> **WHAT TO WORK ON**
Copy out the material below with each "Query" changed to "Label". Leave every other character as it is.

========================

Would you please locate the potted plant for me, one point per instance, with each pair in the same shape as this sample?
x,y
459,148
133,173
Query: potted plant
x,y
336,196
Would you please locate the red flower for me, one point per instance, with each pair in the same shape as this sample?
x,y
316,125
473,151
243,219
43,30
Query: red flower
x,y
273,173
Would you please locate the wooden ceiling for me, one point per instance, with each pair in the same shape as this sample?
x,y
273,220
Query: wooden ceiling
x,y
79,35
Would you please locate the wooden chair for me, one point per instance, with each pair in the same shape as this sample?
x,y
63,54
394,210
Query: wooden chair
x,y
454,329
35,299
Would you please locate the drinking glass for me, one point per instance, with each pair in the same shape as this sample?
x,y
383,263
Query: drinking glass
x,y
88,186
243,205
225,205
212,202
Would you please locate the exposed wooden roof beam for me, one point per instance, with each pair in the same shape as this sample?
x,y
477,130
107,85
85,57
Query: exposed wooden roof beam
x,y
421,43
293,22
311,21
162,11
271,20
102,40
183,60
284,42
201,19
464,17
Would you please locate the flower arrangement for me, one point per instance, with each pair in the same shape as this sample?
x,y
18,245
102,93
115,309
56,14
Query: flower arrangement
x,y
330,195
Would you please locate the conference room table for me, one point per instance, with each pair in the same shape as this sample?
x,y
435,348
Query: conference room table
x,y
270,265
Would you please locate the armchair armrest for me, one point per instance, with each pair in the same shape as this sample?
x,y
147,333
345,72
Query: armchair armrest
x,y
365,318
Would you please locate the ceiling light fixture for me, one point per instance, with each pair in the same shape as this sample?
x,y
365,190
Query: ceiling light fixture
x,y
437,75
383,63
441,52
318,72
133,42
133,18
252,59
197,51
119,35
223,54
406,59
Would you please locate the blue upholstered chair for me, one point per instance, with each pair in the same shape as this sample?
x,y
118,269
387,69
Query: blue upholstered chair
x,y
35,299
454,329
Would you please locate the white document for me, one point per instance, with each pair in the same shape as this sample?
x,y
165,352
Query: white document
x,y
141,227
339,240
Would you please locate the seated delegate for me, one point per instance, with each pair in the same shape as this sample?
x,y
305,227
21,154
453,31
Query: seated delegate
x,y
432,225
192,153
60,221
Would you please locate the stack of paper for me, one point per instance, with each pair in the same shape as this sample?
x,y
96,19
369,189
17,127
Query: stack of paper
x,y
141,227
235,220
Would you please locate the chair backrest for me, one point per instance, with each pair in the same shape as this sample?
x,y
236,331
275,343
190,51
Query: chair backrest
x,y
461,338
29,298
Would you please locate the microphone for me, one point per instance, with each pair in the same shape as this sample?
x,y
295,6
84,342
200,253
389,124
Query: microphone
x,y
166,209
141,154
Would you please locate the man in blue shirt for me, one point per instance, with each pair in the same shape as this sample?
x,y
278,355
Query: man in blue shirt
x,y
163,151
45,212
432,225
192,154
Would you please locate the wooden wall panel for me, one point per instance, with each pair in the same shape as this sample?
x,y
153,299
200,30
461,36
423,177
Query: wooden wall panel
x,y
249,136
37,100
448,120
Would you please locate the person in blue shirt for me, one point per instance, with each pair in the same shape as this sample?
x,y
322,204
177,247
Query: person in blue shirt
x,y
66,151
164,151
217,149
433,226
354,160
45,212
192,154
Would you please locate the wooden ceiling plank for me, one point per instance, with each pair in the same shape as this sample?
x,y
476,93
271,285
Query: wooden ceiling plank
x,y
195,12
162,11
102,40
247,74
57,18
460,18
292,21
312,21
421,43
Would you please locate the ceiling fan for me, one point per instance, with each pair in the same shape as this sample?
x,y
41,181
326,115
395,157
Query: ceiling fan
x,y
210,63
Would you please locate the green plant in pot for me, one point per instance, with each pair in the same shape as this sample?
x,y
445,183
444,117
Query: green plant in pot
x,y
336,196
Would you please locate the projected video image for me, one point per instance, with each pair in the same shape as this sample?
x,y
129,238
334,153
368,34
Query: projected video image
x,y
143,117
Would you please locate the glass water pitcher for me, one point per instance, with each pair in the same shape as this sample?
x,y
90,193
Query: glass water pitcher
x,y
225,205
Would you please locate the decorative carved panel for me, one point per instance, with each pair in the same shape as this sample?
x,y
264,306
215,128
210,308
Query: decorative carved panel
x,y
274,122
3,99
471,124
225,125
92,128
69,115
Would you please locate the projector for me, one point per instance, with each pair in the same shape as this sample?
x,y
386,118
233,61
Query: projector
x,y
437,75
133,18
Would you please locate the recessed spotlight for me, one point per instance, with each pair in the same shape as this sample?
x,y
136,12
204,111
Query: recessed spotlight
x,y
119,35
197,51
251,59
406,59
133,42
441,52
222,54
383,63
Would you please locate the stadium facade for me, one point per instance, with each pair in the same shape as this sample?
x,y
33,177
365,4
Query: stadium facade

========================

> **EXERCISE SOLUTION**
Would you please locate the potted plant for me, one point per instance, with each pair in the same shape as this sample?
x,y
459,148
133,173
Label: potted plant
x,y
336,196
Would you please locate the red flower for me, one point per instance, with each pair in the same shape as this sample?
x,y
316,125
473,151
243,219
43,30
Label: red flower
x,y
273,173
Would you please locate the wooden ceiling for me, one point per instance, with each pair in the same shape as this sample?
x,y
273,220
Label: wooden ceiling
x,y
79,35
Would you please locate the wooden chair for me, one point per instance, with each pair in the same shape as this sample?
x,y
63,54
394,210
Label: wooden chair
x,y
454,329
35,299
Would you please locate the drinking glass for me, one point per instance, with each pair in the same shape as this sample?
x,y
383,263
Label: drinking glass
x,y
88,186
243,205
225,205
212,202
Would you please locate the exposed wooden roof beam for me, one point per instance, with each pair in the same shape as this sample?
x,y
477,130
107,85
85,57
Label: exposed wooden roof beam
x,y
421,43
293,22
311,21
162,11
271,20
102,40
183,60
284,42
201,19
464,17
Would you please locate the flower arrangement for me, one point per instance, with each pair in the same shape as this sample?
x,y
18,245
102,93
115,309
56,14
Label: flower arrangement
x,y
330,195
Would you please locate the conference room table for me, one point per instance, with each pair in the same shape as this sample?
x,y
435,348
Label: conference room table
x,y
270,265
Would you please locate the armchair armrest for me, one point per instance, with each pair in the same shape as this sample?
x,y
147,333
345,72
Label: armchair armrest
x,y
365,318
Would you please locate the ceiling light fixture for me, one point per instance, with each pair in the same shape as this sample?
x,y
365,190
Label: ceiling light fixture
x,y
437,75
383,63
441,52
318,72
133,42
133,18
252,59
197,51
119,35
223,54
406,59
Would you please locate the blue upholstered chair for me, one point per instance, with each pair in the same shape as this sample?
x,y
118,269
387,69
Label: blue upholstered chair
x,y
35,299
454,329
Would you please locate the white document for me, one point per instance, with each pair in the same shape as this sample?
x,y
165,352
Label: white document
x,y
141,227
339,240
Would you please locate the seated delegate for me, one point per instance, with each pair in the same shape as this sample?
x,y
305,227
21,154
453,31
Label: seated delegate
x,y
432,225
192,153
60,221
Would you please locate the stack of paper for me, one point per instance, with each pair in the same shape as this sample?
x,y
96,19
369,189
17,127
Label: stack of paper
x,y
141,227
235,220
Would you please locate the chair backrest for me, one point per instance, with each pair in the same shape as this sample?
x,y
236,331
275,343
190,51
Label: chair backrest
x,y
461,338
29,298
Would you please locate the microphone for me, one point per instance, with each pair in the same shape as this sample?
x,y
295,6
84,342
200,253
389,124
Label: microphone
x,y
166,209
141,154
Would you please locate the man in blue shirt for me, one point per instance, with each pair in the same shape as this sample?
x,y
278,355
Label: man in blue shirt
x,y
163,151
45,212
432,225
192,154
Would you please locate the wooden wall panel for me, one point per instance, with each pair in the same shape as this sample?
x,y
153,299
200,30
461,36
423,177
Label: wooden wall panel
x,y
249,136
37,100
448,120
Would you please locate the person in blue shirt for me, one point per instance, with each pair in the same shape as this sample?
x,y
322,204
177,247
Label: person in blue shirt
x,y
66,151
164,151
217,149
433,226
354,160
45,212
192,154
Would you please locate the wooden ceiling plank for me, one point per instance, with each pair in the same shape as this sample?
x,y
476,93
271,285
Label: wooden ceiling plank
x,y
195,12
162,11
102,40
247,74
57,18
460,18
292,21
312,21
421,43
Would you please locate the ceiling fan for me, one point per instance, with each pair in the same shape as this sample?
x,y
41,181
326,115
395,157
Label: ceiling fan
x,y
210,63
Would you please locate the green plant in pot for me, one point per instance, with each pair in the same shape as this sample?
x,y
445,183
444,117
Label: green plant in pot
x,y
336,196
Would you please locate the projected video image for me, one point per instance, with each pair in the same shape as this sample?
x,y
129,238
334,153
368,34
Label: projected video image
x,y
143,117
Would you please locate the glass water pitcher for me, one point per instance, with each pair in the same shape as this sample?
x,y
90,193
Label: glass water pitcher
x,y
225,205
Would you please locate the decorative carved panel for me, one point per instance, with each pair in the same shape as this sample?
x,y
264,306
215,128
210,308
Label: decorative carved panel
x,y
274,122
3,99
471,124
225,125
92,128
69,115
Would you please locate the projector for me, one point per instance, with each pair in the same shape as this sample?
x,y
386,118
233,61
Label: projector
x,y
437,75
133,18
Would you please locate the recessed spotlight for me, one point per instance, with each pair in the same shape as this sample?
x,y
136,12
204,111
Label: recessed spotlight
x,y
119,35
197,51
251,59
406,59
133,42
441,52
222,54
383,63
Would you please locate the stadium facade for me, one point per instance, with each pair in the same shape as this sample?
x,y
33,177
365,4
Label: stadium facade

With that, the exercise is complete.